(CONSIGNE 1):
Réécrivez le passage du texte sur la discrimination à l'embauche qui va de "La discrimination à l’embauche reste" jusqu'à "catégorie de personne)." inclus, en remplaçant "recrutement" par "sélection".

━━━━━ BLOC DE TEXTE

Discrimination à l’embauche : de quoi parle-t-on ?
La discrimination à l’embauche reste une réalité ancrée dans le monde du travail en France. 40% des personnes interrogées par l’OIT affirment avoir déjà subi des comportements discriminatoires durant leur recherche d’emploi. Par comportement discriminatoire, nous entendons une inégalité de traitement entre les candidats lors d’un processus de recrutement. Elle peut être directe (un refus manifeste d’un candidat pour son origine), ou indirecte (exigence injustifiée qui cible une catégorie de personne).
Discrimination à l’embauche, ce qu’en dit la loi française
En France, la loi interdit formellement toute discrimination à l’embauche.
D’après le site du Ministère du Travail, la discrimination à l’embauche correspond au « traitement défavorable d’un candidat en raison de critères sans lien avec les compétences ou les exigences du poste. »
Une discrimination est liée à une différence de traitement fondée sur un critère interdit par la loi. À date, la loi a ciblé 20 critères discriminants.

━━━━━━━━━━

(CONSIGNE 2):
Recopiez chaque ligne de la liste qui contient le mot "grey", en tenant compte de la casse.

━━━━━ MATÉRIEL DE TRAVAIL

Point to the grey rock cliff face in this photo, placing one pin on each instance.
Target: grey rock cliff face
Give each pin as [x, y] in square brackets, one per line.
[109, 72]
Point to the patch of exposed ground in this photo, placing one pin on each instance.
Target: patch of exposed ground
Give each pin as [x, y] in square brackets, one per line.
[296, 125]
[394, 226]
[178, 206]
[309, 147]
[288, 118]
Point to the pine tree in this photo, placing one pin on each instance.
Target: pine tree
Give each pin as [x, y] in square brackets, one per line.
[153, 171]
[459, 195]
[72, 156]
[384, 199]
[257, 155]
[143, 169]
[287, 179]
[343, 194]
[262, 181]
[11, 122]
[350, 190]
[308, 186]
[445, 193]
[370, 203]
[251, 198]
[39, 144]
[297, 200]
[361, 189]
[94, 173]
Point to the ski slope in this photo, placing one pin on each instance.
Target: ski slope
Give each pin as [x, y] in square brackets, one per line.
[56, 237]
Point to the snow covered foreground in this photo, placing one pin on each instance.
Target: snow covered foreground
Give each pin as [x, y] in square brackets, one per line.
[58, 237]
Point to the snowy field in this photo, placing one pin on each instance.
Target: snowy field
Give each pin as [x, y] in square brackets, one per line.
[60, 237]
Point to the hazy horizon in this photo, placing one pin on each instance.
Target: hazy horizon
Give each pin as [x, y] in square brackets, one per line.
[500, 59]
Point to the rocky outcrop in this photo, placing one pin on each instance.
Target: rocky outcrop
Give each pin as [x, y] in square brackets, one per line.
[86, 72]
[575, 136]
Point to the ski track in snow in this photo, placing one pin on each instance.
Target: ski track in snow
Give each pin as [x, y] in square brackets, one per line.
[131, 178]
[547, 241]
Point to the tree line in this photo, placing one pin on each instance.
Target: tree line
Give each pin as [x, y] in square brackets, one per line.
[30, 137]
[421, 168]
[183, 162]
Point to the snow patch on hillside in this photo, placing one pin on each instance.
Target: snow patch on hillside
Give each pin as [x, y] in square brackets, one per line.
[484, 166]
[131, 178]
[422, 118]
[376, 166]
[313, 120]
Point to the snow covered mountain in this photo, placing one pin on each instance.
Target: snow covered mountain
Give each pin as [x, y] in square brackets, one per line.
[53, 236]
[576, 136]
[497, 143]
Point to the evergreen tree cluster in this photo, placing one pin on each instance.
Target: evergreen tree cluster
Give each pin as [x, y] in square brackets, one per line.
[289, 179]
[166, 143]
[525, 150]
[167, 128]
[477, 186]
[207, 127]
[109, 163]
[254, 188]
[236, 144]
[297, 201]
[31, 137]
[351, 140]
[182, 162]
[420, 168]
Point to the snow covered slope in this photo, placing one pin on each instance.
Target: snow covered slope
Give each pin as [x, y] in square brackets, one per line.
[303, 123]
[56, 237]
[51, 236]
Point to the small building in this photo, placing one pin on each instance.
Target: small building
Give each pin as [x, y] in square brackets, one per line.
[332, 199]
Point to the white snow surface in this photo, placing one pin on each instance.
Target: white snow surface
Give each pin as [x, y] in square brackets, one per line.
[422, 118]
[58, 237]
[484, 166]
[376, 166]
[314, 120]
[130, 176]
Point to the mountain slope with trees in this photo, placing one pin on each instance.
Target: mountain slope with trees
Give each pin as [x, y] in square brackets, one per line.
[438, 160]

━━━━━━━━━━

(CORRIGÉ COMPLET 1):
La discrimination à l’embauche reste une réalité ancrée dans le monde du travail en France. 40% des personnes interrogées par l’OIT affirment avoir déjà subi des comportements discriminatoires durant leur recherche d’emploi. Par comportement discriminatoire, nous entendons une inégalité de traitement entre les candidats lors d’un processus de sélection. Elle peut être directe (un refus manifeste d’un candidat pour son origine), ou indirecte (exigence injustifiée qui cible une catégorie de personne).

(CORRIGÉ COMPLET 2):
Point to the grey rock cliff face in this photo, placing one pin on each instance.
Target: grey rock cliff face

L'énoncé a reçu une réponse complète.